I do not want to oversell. The Strix Halo iGPU is not faster than a 4090 at the things a 4090 is good at. If you want to fine-tune a 13B from scratch, or run training at meaningful scale, this is not the machine. If you want fast inference on a small model with low latency targets, a discrete GPU is still better tokens-per-second per dollar at small model sizes.

The thing Strix Halo does that nothing else at this price tier does is hold a really large model in memory and run it at acceptable speed. Where a discrete-GPU laptop runs out of VRAM, this one keeps going. Where a small unified-memory laptop runs out of total memory, this one keeps going. The 64-128 GB of pooled memory is the actual product, and that is the part my mental model had not caught up to.

Most of the time it is my normal development laptop. Editor, browser, terminal, the usual. The fans are essentially silent at idle, and the chassis is the standard ThinkPad business build (matte, sturdy, repairable, decent keyboard). When I need a model, I open hydra-llm, which is the wrapper I built around llama.cpp specifically because juggling models on this laptop was a regular activity. The halo tier in its catalog is named after this exact platform. I run a Gemma-3-27B for general work, a Qwen-2.5-32B when I need stronger reasoning, and a Llama-3.1-8B when I want lower latency. They all fit in memory at the same time, technically, although I rarely run more than one at once.

The fans spin up under sustained load, but the chassis stays manageable. The thermal envelope is meaningfully better than I expected; I have run multi-hour inference sessions without throttling, which I cannot say for any laptop dGPU I have used.

Beyond the silicon, this is also a ThinkPad. That does real work for me independent of the LLM story. The keyboard is a TrackPoint keyboard, which I missed every time I used a non-ThinkPad laptop in the past decade. The chassis opens with a screwdriver and the storage is replaceable. thinkpad_acpi is one of the best-supported drivers in the kernel, which means inhibit-charge works flawlessly on this laptop and the battery ages gracefully because I park it at 60% all day. Fingerprint reader works. Webcam shutter is mechanical. The little things add up.

It is not a particularly thin laptop, and it is not pretending to be. The weight and thickness are the budget for the cooling, the battery, the unified memory, and the I/O. I am fine with that tradeoff. If I wanted a thin laptop I would have bought a thin laptop.

Stable. Standard kernel, standard mesa, standard userspace. The ROCm story for AMD iGPUs is workable. llama.cpp with Vulkan or HIP backends both run; I use Vulkan most of the time because it is simpler and the performance delta is not enough for me to care. Everything ThinkPad-specific (battery management, function keys, sensors) works out of the box on a recent Ubuntu or Fedora. I have not had a single hardware regression that required searching forums for an obscure kernel parameter, which is rare for a laptop this new and worth saying out loud.

Collected data

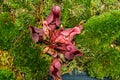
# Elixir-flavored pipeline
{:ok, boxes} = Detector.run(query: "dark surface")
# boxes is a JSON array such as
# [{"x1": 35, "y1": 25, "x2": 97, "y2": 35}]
[{"x1": 48, "y1": 70, "x2": 111, "y2": 80}]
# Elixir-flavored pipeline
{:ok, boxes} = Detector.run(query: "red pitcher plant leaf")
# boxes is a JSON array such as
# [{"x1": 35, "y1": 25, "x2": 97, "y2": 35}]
[{"x1": 30, "y1": 6, "x2": 83, "y2": 80}]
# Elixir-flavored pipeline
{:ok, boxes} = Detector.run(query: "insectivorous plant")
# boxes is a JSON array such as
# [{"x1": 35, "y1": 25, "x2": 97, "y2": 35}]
[{"x1": 30, "y1": 6, "x2": 83, "y2": 80}]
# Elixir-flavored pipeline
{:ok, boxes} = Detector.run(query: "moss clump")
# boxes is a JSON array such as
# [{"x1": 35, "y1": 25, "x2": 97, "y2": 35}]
[
  {"x1": 75, "y1": 10, "x2": 120, "y2": 79},
  {"x1": 0, "y1": 69, "x2": 14, "y2": 80},
  {"x1": 0, "y1": 13, "x2": 18, "y2": 50},
  {"x1": 0, "y1": 13, "x2": 49, "y2": 80}
]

### EXERCISE
Decide whether each statement agrees with the passage on the Strix Halo ThinkPad, answering yes or no and quoting the words of the passage that settle it. (a) The author uses the Vulkan backend most of the time. (b) The author often runs several models at the same time. (c) The laptop throttled during multi-hour inference sessions.

### RESULT OF THE TASK
(a) Yes: "I use Vulkan most of the time because it is simpler and the performance delta is not enough for me to care."
(b) No: "I rarely run more than one at once."
(c) No: "I have run multi-hour inference sessions without throttling."